[Data listing]
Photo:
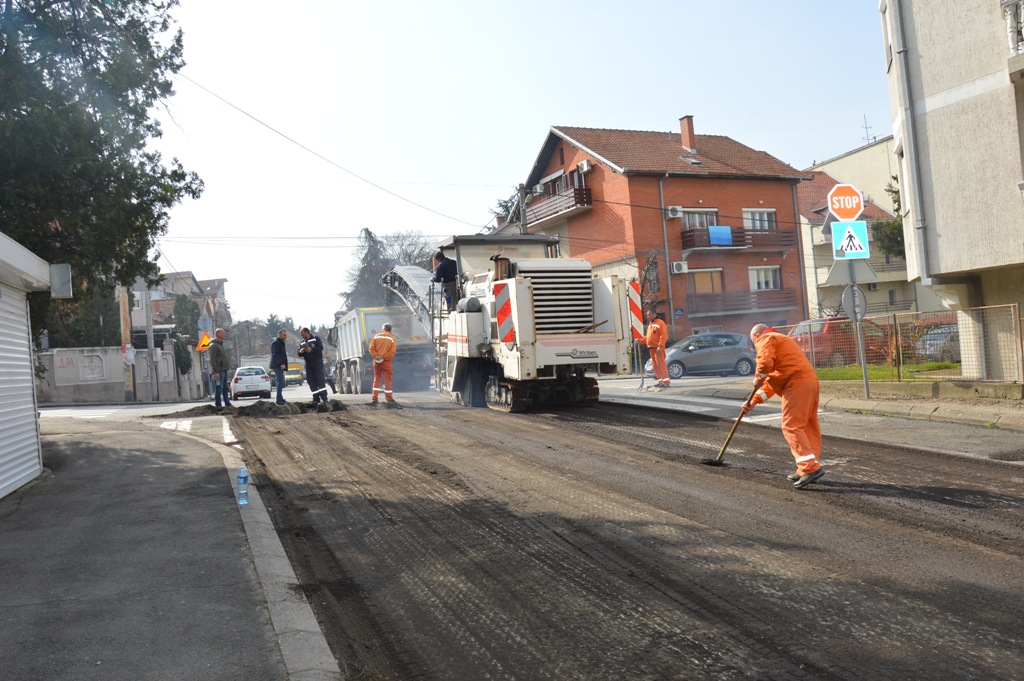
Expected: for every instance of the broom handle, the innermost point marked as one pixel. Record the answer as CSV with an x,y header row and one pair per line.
x,y
734,426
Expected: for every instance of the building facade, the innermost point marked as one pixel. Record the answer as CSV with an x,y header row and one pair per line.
x,y
955,71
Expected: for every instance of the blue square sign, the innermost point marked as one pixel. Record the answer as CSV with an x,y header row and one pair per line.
x,y
850,241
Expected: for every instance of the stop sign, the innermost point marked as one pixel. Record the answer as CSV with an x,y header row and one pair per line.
x,y
846,202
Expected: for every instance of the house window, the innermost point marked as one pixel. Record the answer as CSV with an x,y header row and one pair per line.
x,y
759,219
653,286
765,279
705,281
695,219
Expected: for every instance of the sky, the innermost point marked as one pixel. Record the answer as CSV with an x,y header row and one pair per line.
x,y
309,121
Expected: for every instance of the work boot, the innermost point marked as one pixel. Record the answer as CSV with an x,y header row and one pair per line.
x,y
807,479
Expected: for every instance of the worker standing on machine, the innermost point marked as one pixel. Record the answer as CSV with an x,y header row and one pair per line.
x,y
382,349
783,369
657,338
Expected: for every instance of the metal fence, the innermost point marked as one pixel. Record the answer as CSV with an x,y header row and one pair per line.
x,y
978,344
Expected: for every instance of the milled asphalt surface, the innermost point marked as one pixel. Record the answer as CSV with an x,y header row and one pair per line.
x,y
129,558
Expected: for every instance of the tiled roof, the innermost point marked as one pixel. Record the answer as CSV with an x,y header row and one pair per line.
x,y
812,199
642,152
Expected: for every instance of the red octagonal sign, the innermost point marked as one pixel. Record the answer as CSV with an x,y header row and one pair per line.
x,y
846,202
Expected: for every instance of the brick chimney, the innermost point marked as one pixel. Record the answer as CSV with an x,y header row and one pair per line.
x,y
686,130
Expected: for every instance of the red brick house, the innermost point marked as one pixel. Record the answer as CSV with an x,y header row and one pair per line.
x,y
710,225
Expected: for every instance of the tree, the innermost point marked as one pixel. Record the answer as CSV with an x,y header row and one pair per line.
x,y
409,248
374,258
92,320
78,184
888,235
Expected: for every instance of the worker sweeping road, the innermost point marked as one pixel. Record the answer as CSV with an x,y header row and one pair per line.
x,y
656,338
782,369
382,348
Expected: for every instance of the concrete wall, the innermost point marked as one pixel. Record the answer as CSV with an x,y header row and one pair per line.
x,y
962,117
96,375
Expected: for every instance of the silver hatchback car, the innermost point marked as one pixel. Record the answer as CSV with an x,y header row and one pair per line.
x,y
709,353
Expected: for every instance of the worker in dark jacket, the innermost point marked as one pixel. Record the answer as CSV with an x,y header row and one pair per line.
x,y
219,366
311,349
446,273
279,362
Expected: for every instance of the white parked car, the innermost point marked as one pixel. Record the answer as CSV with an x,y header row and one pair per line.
x,y
251,381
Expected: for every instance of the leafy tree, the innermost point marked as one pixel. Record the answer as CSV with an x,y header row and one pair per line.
x,y
372,262
92,320
78,183
888,235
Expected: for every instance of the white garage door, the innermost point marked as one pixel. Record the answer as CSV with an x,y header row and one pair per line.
x,y
20,459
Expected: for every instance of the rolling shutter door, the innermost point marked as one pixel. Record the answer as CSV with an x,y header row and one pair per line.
x,y
20,459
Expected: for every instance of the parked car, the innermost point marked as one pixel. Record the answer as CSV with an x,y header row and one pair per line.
x,y
939,344
709,353
833,341
251,381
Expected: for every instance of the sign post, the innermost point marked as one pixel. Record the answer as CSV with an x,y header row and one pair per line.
x,y
850,243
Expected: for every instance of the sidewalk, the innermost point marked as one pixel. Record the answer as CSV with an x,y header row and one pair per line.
x,y
130,559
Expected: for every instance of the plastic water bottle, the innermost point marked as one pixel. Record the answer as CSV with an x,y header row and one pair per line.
x,y
243,486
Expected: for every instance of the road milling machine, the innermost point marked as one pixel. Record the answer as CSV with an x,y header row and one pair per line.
x,y
528,327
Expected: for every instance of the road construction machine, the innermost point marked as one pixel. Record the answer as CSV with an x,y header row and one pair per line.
x,y
529,327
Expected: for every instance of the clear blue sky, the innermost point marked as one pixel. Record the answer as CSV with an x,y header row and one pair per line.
x,y
445,103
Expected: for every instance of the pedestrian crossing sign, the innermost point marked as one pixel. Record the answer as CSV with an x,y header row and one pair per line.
x,y
850,241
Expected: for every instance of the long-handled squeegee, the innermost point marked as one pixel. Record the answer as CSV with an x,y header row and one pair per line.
x,y
717,461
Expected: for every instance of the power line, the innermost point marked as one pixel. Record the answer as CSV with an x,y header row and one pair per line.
x,y
324,158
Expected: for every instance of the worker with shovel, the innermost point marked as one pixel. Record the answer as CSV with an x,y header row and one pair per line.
x,y
782,369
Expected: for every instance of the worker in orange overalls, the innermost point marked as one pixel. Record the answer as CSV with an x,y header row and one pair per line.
x,y
783,370
657,337
382,349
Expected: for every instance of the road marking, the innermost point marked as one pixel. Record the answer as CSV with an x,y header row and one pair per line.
x,y
76,413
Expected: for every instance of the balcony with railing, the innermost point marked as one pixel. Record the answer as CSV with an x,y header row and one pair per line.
x,y
548,207
707,304
735,239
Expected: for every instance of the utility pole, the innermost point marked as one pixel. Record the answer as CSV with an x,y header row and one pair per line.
x,y
522,208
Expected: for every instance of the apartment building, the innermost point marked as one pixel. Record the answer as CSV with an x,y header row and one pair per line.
x,y
709,225
955,74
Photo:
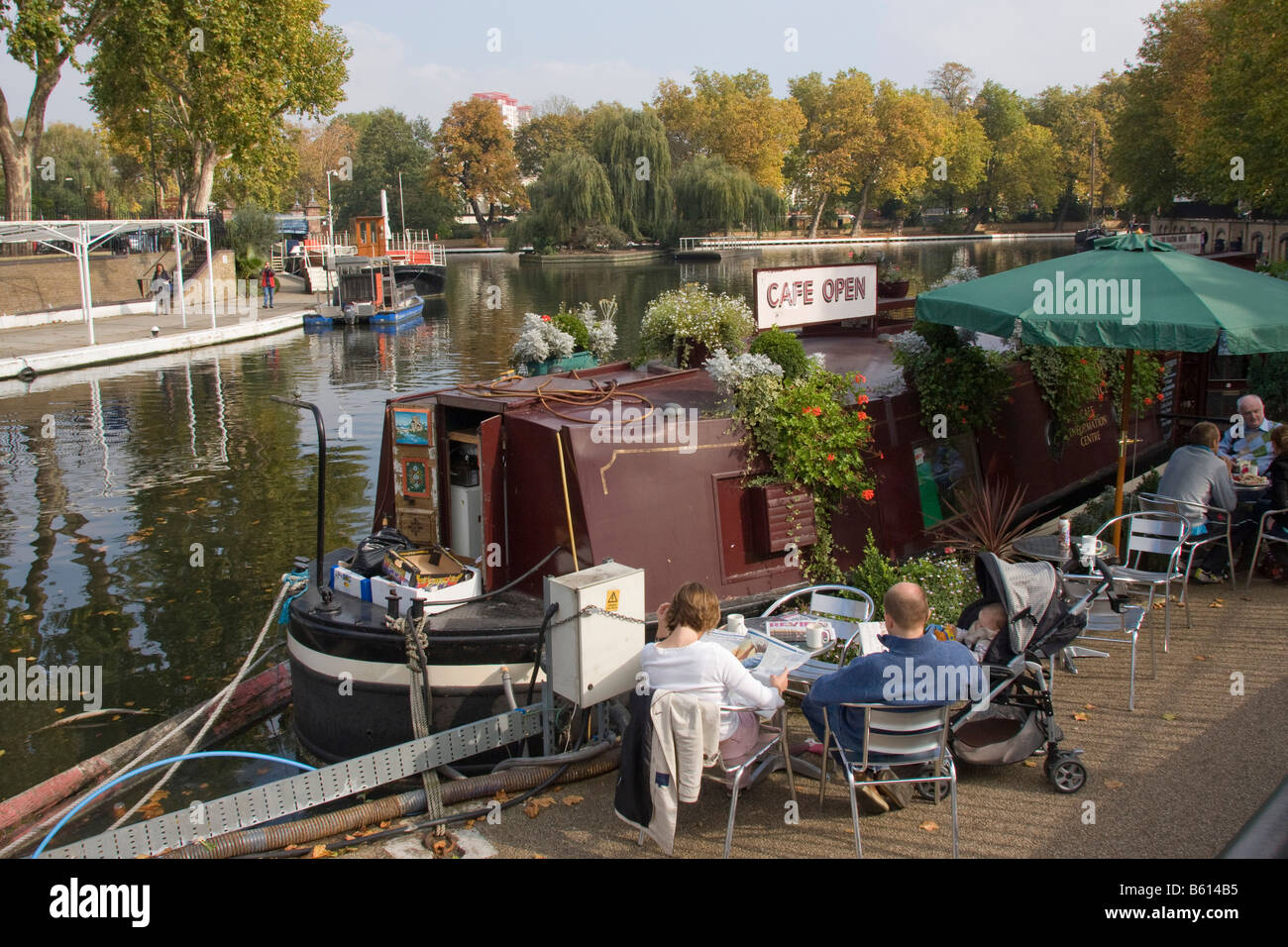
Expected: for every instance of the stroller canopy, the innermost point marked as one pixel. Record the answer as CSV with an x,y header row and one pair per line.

-- WORK TO BE COMPLETED --
Reproduce every entry in the data listing above word for word, omitting the pictures.

-- FINAL RESULT --
Photo:
Expected: for every instance of the broom handle, the innermost point marked as one pixel. Record the answer as CSV with an x,y header row and one pair per line.
x,y
734,426
Expected: for every instance of the building facade, the innermost point marked as one pixel. Record the answer as CSV with an x,y header row and one pair per line.
x,y
955,71
Expected: for every instance of the blue square sign, the innermost point marked as one pixel. Record the answer as CSV with an x,y header row and one pair per line.
x,y
850,241
Expected: for every instance of the stop sign, the innermost point marked as one pixel. Record the answer as CSV with an x,y header row and one pair per line.
x,y
846,202
Expected: for every instance of the house window, the innermost point marked as one pixel. Record the answer as CSV with an x,y header row and one pair per line.
x,y
759,219
653,286
765,279
705,281
695,219
Expected: for every instance of the sky, the innermost point marked as one pixel. Record the answer as CSV with an x,y header row and one pair per line.
x,y
309,121
Expected: for every instance of the work boot, the innermost point marked as one pixel. Record the answer as CSV with an x,y header row and one pair per line.
x,y
807,479
Expected: for every instance of the worker standing on machine, the innermost point marked as one pixel. Record the answer as CSV with an x,y header row and one pair per line.
x,y
382,349
783,369
657,338
Expected: for every instance of the metal fence, the innermost point marked as one pixel. Record the answer as CSV with an x,y header row and one pair per line.
x,y
978,344
Expected: for every instance of the milled asphalt surface, the innermost point marked as one pixel. Record the answer as CSV with an x,y header row and one pair per line.
x,y
129,558
Expected: for every instance of the tiled roof, the innermost point marked as one pixel. Record the answer as CSV with an x,y header row and one pair per line.
x,y
812,199
642,152
Expected: for every instance of the red octagonal sign, the innermost point marked as one pixel. Record the answer as CSV with an x,y header row and one pair per line.
x,y
846,202
Expected: for every instance of the brick chimney, the innermost point marked as one pixel. Record the answer as CSV with an x,y header row and one pair per line.
x,y
686,130
Expected: for every instance of the red brick house, the innermost point marked as one pixel. Record the answer as CSV with an x,y header row and one pair per line.
x,y
710,225
Expected: for every instance of the tree, the innermost point marked as one pixel. Record the answer as CSV with an x,y header row and one pair per line.
x,y
409,248
374,258
92,320
78,184
888,235
Expected: for every instance of the worker sweeping road, the innermost point marked as one pixel. Record the answer as CSV with an x,y header row and one pair per line.
x,y
656,338
782,369
382,348
Expected: for every instance of the concrete wall, the innermost point marked as one pixel. Record the answer as CSV with an x,y header row and one pair per line.
x,y
962,117
96,375
Expected: for every instance of the silver hatchback car, the innermost point marked as one pixel. Record the answer as CSV with an x,y header row and one pair per line.
x,y
709,353
Expected: for every instance of the worker in dark jacket, the innermost point marked as one pixel. Record the answer as CSV with an x,y header row and one pair per line.
x,y
219,366
311,349
446,273
279,362
Expected: for every instance of the white parked car, the innermost point marked as one pixel. Record the answer as CSV with an x,y header row and one pair per line.
x,y
251,381
Expected: for every instance of the leafy tree, the innermost point marked as one pixel. Record the answer as CSV with an x,y header row and one pair per line.
x,y
372,262
92,320
78,183
888,235
Expected: for every instance of the white garage door, the innermost point marked as one pixel. Record the answer as CSV with an x,y header row and one pair per line.
x,y
20,459
Expected: for every instance of the rolling shutter door, the innermost point marked as one pixel. Record the answer as CSV with an x,y header row and one pair per line.
x,y
20,459
Expected: for every instance of the parked car, the innermost point marked as one pixel. Record the answer as CSV with an x,y header row and one pair per line.
x,y
939,344
709,353
833,341
251,381
Expected: for every instance of the sign post, the innermost point marked as one pixel. Record the answer as CSV with an x,y header row and one pair per line.
x,y
850,243
Expected: for every instance of the sidewalk, the innermost point marked as one pixel. Record the answer as CSV with an x,y header row and one pair per line.
x,y
130,559
Expected: for every instance of the plastic water bottle, the innermost point marked as one pixel. Record the answer as CSV with an x,y header row and one pair per line.
x,y
243,486
Expected: for every instance of the road milling machine, the innermost point marked as one pixel. Record the answer as CSV with an x,y header row and one pair per line.
x,y
528,327
Expected: for every instance of the road construction machine, the innermost point marked as one pixel. Record the answer as CSV with an x,y header row and one pair per line.
x,y
529,327
Expected: for every instance of the clear blue sky, the innermost point marked as one pixel. Record the answer as CSV with an x,y header row and one pair per line.
x,y
445,103
Expected: for every instance of the pedestrian crossing sign, the innermost point marked as one pixel. Record the answer as CSV with an x,y header row and one pair per line.
x,y
850,241
Expected: for every instance of the long-handled squeegee, the innermost point marked as one pixel. Record the answer as CSV with an x,y header row and one pair per line.
x,y
717,461
Expected: for every instance of the power line, the innermost point marked as one pixel. Record the answer as CSV with an x,y header row and one pair per line.
x,y
324,158
Expected: for every instance of the worker with shovel, the innermost point marked as one pixel. Record the answer as CSV with an x,y header row and one pair per line.
x,y
782,369
Expected: for every instance of the worker in orange overalls, the innermost point marked as one pixel. Record the answer as CSV with an x,y header row and one pair per line.
x,y
783,370
657,337
382,349
Expected: for every instance of the road marking, the innermost point marked as one pixel. Record the answer as CSV with an x,y header row and one pair per line.
x,y
76,413
Expected: for every instance of the balcony with railing, the innermost point marked as one pixel. Record the answer as CSV with an x,y header row and one pair per line.
x,y
548,207
707,304
735,239
Expected: for every instance of the utility pole, the innermost point marked as one pixel. Record the answer as CSV with an x,y header row and one pair per line.
x,y
522,208
Expected: for every instance of the apartment building, the innermost point marked as one pixel. Record the answer as CSV with an x,y header row and one pair per line.
x,y
709,225
955,74
Photo:
Expected: for every instance of the stroller canopy, the innermost point marked as one pixel. Record the answer as CSV with an x,y header row and one pair per line.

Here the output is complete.